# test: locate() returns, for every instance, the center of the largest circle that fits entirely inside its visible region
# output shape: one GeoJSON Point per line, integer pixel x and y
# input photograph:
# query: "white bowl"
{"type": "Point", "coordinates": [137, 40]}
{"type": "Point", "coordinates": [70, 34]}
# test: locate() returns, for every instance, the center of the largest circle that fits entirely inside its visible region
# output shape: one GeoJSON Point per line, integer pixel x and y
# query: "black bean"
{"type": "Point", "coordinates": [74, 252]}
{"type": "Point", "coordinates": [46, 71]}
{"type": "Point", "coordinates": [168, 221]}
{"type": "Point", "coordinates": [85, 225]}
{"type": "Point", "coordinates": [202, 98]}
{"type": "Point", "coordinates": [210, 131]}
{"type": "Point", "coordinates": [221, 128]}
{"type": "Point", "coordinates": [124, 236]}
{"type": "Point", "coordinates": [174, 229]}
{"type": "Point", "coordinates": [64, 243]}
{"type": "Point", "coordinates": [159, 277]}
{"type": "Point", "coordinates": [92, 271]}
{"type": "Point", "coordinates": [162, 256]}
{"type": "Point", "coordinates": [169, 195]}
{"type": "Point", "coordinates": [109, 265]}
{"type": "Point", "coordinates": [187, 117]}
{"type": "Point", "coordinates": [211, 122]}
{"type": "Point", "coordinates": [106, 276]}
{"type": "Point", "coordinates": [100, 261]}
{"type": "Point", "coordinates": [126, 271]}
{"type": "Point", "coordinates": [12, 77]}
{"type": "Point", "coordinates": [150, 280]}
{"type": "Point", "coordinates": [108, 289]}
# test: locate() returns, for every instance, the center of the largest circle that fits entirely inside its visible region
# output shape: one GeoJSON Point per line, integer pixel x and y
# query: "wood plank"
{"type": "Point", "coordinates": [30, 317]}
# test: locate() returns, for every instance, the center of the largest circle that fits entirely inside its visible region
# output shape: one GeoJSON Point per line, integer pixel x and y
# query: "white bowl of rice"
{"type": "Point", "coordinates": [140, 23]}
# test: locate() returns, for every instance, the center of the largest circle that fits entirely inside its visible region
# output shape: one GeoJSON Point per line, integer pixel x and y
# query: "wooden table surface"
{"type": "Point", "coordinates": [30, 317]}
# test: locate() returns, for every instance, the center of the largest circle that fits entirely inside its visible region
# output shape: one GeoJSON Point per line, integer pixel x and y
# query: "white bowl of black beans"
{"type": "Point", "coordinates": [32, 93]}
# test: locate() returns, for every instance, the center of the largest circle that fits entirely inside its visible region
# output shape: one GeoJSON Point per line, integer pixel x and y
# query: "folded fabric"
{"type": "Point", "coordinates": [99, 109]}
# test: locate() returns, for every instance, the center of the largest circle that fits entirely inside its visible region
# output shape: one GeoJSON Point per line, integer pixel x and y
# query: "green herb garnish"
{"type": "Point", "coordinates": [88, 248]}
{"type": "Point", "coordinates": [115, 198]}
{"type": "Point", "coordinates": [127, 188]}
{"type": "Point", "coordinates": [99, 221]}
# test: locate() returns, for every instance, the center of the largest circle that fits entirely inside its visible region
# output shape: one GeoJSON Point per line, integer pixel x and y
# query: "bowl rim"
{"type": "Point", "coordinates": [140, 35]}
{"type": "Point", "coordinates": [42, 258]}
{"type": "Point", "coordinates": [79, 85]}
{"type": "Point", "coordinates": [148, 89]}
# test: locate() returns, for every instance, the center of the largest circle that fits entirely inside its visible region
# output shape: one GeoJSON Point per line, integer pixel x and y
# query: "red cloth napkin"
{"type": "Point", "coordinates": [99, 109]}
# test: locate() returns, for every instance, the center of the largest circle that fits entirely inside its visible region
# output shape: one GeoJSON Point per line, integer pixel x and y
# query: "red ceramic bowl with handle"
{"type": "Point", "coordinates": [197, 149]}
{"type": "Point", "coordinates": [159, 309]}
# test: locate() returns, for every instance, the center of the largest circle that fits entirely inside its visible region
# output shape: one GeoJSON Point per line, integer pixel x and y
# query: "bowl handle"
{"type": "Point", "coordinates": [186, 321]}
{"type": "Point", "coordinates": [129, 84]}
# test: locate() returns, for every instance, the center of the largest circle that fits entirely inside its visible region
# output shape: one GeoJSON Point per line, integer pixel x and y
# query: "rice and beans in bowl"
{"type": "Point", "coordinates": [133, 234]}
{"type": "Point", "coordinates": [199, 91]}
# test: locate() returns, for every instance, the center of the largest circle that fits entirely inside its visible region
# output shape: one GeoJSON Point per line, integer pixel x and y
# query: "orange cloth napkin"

### EXERCISE DETAILS
Report every line of the items above that contains the string "beans", matching case exactly.

### EXERCISE ANSWER
# query: "white bowl of black beans"
# query: "rice and beans in bowl"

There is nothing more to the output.